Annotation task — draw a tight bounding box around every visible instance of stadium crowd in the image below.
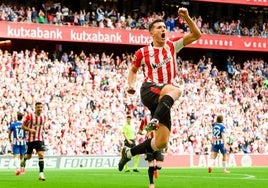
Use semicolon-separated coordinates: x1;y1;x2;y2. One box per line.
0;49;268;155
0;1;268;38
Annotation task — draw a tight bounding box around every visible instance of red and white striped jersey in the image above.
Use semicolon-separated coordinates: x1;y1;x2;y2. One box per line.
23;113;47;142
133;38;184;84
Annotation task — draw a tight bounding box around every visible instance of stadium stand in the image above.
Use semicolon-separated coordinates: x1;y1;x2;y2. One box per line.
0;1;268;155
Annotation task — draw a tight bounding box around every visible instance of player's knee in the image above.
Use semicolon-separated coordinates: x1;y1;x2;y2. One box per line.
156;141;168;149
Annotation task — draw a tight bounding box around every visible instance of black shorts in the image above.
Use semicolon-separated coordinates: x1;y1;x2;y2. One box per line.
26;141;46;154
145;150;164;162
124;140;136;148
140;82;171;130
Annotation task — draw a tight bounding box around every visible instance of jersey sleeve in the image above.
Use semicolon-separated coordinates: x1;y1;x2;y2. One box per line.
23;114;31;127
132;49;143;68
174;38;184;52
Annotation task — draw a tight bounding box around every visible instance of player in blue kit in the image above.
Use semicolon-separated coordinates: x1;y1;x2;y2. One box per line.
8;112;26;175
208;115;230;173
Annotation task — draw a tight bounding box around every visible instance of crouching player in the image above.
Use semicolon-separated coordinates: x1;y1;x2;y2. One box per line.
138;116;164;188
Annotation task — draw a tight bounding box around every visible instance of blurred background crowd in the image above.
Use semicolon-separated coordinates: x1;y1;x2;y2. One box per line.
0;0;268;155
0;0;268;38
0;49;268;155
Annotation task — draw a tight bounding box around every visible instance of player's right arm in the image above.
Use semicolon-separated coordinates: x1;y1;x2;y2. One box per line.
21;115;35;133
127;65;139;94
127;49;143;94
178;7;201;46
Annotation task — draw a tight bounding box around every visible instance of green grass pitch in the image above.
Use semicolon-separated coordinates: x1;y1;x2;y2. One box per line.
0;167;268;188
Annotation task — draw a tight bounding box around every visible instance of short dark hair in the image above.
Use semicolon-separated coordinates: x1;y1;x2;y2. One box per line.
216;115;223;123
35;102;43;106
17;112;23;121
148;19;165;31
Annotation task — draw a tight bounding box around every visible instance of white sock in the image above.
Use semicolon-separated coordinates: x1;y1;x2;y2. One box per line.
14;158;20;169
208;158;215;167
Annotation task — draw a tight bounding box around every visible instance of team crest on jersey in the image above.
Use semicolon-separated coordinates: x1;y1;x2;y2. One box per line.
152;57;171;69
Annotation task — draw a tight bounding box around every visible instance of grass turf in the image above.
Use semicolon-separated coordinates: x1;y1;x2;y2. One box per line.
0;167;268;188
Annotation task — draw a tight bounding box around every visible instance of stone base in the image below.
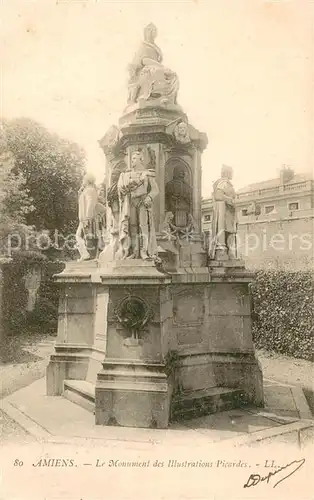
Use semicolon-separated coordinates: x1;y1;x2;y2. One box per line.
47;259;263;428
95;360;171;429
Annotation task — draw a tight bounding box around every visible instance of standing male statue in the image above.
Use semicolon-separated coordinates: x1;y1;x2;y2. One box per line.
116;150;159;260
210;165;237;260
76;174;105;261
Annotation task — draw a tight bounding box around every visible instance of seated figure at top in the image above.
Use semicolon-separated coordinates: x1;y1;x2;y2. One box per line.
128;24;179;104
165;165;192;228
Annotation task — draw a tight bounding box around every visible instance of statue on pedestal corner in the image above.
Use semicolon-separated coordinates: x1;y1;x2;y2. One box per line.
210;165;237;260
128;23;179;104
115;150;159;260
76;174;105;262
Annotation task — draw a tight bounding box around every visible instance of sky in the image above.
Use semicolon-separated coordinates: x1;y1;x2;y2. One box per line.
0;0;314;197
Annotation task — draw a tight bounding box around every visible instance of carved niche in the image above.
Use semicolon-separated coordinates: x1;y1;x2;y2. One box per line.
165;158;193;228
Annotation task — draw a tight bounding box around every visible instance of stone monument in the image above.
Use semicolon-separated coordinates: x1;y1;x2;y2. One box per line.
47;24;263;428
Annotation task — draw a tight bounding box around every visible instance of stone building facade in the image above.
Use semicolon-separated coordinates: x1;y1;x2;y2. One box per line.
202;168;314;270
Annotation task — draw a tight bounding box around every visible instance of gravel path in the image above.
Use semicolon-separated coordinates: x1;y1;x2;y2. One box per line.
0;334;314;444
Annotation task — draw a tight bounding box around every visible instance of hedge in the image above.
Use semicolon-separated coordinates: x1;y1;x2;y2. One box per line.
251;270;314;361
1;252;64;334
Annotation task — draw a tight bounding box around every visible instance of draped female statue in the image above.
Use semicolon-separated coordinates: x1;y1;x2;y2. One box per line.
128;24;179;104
::::
# Exercise description
Please reproduce all of the material above with "semicolon-separated" replaced by "semicolon-delimited" wherever it occurs, changing nothing else and leaving out the pictures.

# The solution
Annotation task — draw a tight bounding box around every visible instance of stadium crowd in the image below.
Use semicolon-delimited coordinates: x1;y1;x2;y2. One box per line.
0;49;268;155
0;1;268;38
Annotation task — draw a tight bounding box around every visible instance of red and white striped jersey in the image above.
Use semicolon-delimited coordinates: x1;y1;x2;y2. One box per line.
23;113;47;142
133;38;184;84
Annotation task — draw a tight bounding box around every visible instance of stadium stand in the image above.
Use semicolon-delimited coordinates: x1;y1;x2;y2. One box per line.
0;1;268;155
Annotation task — draw a tight bounding box around every visible instance of player's knee in the image above.
Use semicolon-delimited coordinates: x1;y1;x2;y2. One box per line.
156;141;168;149
Annotation task — draw a tight bounding box around every visible instance of black shorts in the image above.
Use semicolon-delimited coordinates: x1;y1;x2;y2. One box per line.
26;141;46;154
145;150;164;162
124;140;136;148
140;82;171;130
Annotation task — draw a tight bounding box around every visible instance of jersey sleeve in the image above.
Use semicolon-delimited coordinates: x1;y1;x2;y2. One box per line.
23;114;31;127
132;49;143;68
174;38;184;52
Annotation task — draw a tight bounding box around every visible instance of player in blue kit in the image above.
Use semicolon-delimited coordinates: x1;y1;x2;y2. One box per line.
8;112;26;175
208;115;230;173
Annotation task — draw a tight bounding box around every visible instance of crouching player in the image above.
Use semicolon-delimited coordinates: x1;y1;x2;y2. One box per line.
138;116;164;188
Annotation task — draw a tight bounding box around every visible instance of blurred background crowd in the image above.
Use semicolon-delimited coordinates: x1;y1;x2;y2. One box per line.
0;0;268;155
0;0;268;38
0;49;268;155
Annotation task — draw a tight bounding box around every visible instance of player's right arm in the image above.
Use semicolon-delimited coordinates: x1;y1;x2;y2. One box per line.
21;115;35;133
127;65;139;94
127;49;143;94
178;7;201;46
Annotation task — draw a tight bounding box around every visible instance of green grass pitch in the image above.
Use semicolon-delimited coordinates: x1;y1;x2;y2. One box per line.
0;167;268;188
Annotation task — draw a tight bounding box around every visible instance of short dark hair in the image above.
Use semicolon-delimited coordinates: x1;y1;x2;y2. One box per line.
216;115;223;123
35;102;43;106
17;112;23;121
148;19;165;31
Annotation task — draw a tight bounding box around every visible instance of white sock in the image above.
Use semicolon-delimited coordinates: x1;y1;x2;y2. One box per line.
14;158;20;169
208;158;215;167
Annotation task — draw a tight bounding box around every visible instance of team crest on jersey in the image above.
Use semicolon-delimited coordinates: x1;y1;x2;y2. One box per line.
152;57;171;69
Annotation task — draw a tight bounding box around every visible instance of grass turf in the image above.
Use semicolon-delimited coordinates: x1;y1;x2;y2. One box per line.
0;167;268;188
Annotation task — draw a tight bounding box around every visible instance of stone base in the image below.
Use semicolon-delimited coordinates: x1;y1;x2;y2. One box per line.
47;259;263;428
95;360;171;429
Annotation task — draw a tight bounding box around every visible instance of standing male statue in the image above.
Use semicolon-delimited coordinates: x1;y1;x2;y2. One box per line.
116;150;159;260
210;165;237;260
76;174;105;261
Annotation task — draw a tight bounding box around every visible instance of seated figure at top in the image above.
Use semicolon-delimited coordinates: x1;y1;x2;y2. One box per line.
128;24;179;104
165;165;192;228
Annotation task — draw a tight bounding box around every visible instance of statue on pedestal corner in the image above.
Use semicolon-delimited coordinates: x1;y1;x2;y2. One box per line.
210;165;237;260
128;23;179;104
115;150;159;260
76;174;105;262
Annotation task — draw a tight bounding box around every visible instance of sky in the image above.
Use semicolon-delimited coordinates: x1;y1;x2;y2. One box per line.
0;0;314;197
Annotation task — draw a tight bounding box around every visible instance of carved niche in the image above.
Use semicolon-delimited coordinates: x1;y1;x2;y2. One box per line.
165;158;193;228
Annotation task — draw a tight bounding box around every visible instance of stone monument in the image above.
Use semicolon-delimited coordinates: x1;y1;x2;y2. One box per line.
47;24;263;428
Annotation task — draw a tight bounding box around every visible instance of stone building facade in the image above.
Use semicolon-delimited coordinates: x1;y1;x2;y2. One box per line.
202;168;314;270
Annotation task — draw a tight bounding box around every visible instance of gravel path in the image above.
Use semicolon-delimited coordinates: x1;y1;x2;y2. One box per line.
0;334;314;444
Annotation task — draw a tight bounding box around every visible instance of hedge in the image above.
Use semicolon-delimited coordinates: x1;y1;x2;y2. One box per line.
251;270;314;361
1;252;64;334
Annotation task — draw a tight bounding box around every visible instance of draped female statue in the image above.
Use semicolon-delimited coordinates: x1;y1;x2;y2. One box per line.
128;24;179;104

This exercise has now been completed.